# start of GIVEN DATA
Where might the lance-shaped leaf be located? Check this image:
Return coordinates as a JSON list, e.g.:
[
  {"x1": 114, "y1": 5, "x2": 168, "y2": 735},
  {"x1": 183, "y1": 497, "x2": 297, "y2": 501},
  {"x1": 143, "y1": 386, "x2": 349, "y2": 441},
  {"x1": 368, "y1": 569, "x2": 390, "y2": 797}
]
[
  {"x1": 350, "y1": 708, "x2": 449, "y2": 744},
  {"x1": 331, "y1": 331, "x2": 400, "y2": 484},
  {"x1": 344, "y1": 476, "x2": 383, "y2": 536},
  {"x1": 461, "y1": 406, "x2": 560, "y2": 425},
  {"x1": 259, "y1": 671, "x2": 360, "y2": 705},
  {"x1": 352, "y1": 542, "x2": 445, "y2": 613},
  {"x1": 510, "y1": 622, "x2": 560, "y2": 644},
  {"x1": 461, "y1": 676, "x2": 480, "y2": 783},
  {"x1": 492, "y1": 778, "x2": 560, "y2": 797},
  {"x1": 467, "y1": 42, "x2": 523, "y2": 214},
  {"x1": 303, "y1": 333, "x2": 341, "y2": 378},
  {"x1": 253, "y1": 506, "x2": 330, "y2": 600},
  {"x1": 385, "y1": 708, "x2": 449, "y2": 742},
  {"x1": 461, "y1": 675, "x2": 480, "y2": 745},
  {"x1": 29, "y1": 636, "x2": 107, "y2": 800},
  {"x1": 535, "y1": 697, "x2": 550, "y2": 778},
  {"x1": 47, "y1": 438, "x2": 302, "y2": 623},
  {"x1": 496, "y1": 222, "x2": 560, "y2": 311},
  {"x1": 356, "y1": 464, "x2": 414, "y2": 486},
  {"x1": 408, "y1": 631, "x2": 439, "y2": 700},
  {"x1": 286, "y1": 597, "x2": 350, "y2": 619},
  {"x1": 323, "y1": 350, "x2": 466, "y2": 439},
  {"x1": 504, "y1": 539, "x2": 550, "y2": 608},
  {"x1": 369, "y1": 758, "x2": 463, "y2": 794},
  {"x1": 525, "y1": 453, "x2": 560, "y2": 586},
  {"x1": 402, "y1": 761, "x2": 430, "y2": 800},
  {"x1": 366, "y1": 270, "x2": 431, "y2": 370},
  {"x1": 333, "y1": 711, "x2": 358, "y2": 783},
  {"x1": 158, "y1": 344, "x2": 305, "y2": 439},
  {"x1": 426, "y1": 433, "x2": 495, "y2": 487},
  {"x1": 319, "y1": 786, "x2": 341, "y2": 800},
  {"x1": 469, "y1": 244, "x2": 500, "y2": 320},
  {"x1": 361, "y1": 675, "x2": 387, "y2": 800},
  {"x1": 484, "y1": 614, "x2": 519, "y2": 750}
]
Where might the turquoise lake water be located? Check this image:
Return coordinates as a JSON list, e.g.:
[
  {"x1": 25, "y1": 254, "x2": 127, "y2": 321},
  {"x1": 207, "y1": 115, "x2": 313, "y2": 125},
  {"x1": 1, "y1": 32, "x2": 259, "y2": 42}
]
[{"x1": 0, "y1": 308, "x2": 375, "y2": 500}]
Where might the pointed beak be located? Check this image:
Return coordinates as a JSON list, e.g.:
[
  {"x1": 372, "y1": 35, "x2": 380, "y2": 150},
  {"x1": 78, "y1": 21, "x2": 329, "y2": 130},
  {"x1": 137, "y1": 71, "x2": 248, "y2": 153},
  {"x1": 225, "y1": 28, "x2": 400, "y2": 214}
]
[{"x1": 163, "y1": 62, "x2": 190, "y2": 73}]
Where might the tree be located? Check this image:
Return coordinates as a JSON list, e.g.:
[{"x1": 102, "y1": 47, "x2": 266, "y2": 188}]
# end of GIVEN DATA
[WHAT IS ASKED] Filter the records down to the lines containing the string "Where", and copy out each such line.

[RESULT OF THE EXERCISE]
Where might the lance-shaped leaf be located? Check this image:
Where might the turquoise lake water be located? Check this image:
Where might the pointed beak be located? Check this image:
Where might the tree be located? Check this image:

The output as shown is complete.